WORK TO BE COMPLETED - Count the lines in the records below that contain the string "Query" and reply with only that number.

━━━━━ MATERIAL ━━━━━

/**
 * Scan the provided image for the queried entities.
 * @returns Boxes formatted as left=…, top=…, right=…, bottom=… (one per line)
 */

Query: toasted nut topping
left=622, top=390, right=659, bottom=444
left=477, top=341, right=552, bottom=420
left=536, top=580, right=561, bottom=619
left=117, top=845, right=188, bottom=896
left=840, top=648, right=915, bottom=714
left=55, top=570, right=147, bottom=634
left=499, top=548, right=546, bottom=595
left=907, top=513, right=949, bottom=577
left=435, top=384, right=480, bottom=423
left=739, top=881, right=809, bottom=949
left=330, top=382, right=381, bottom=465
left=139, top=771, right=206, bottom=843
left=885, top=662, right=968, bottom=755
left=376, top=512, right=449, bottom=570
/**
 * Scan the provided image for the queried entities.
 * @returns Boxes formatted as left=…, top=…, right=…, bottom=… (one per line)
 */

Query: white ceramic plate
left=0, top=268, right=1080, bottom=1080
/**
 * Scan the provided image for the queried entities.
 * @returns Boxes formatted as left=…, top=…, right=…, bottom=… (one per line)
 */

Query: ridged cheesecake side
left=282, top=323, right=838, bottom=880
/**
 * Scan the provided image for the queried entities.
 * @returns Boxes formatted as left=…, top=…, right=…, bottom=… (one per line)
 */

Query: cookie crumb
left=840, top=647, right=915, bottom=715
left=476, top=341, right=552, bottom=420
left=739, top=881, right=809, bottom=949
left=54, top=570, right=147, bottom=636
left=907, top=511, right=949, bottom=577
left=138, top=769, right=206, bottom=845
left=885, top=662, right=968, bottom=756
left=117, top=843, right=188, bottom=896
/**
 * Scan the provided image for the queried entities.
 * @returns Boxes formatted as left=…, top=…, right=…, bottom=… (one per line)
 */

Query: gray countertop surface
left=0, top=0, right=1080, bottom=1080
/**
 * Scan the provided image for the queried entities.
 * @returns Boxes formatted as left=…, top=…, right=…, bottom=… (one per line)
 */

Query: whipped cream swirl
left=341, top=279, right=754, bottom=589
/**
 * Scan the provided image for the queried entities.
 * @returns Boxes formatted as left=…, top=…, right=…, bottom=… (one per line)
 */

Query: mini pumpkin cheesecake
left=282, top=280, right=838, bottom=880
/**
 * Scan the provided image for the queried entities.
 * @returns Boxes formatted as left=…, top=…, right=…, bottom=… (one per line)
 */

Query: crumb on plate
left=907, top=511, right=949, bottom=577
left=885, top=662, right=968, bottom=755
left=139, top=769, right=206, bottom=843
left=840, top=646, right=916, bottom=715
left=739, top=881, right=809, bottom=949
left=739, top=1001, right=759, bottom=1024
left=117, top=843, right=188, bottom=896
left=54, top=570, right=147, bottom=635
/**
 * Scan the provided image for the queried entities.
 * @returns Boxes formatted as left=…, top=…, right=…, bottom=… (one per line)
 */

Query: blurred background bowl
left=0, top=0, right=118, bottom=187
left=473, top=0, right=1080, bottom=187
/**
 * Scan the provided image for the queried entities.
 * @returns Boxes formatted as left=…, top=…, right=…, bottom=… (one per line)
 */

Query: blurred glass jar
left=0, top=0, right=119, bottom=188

━━━━━

FINISHED EXERCISE - 10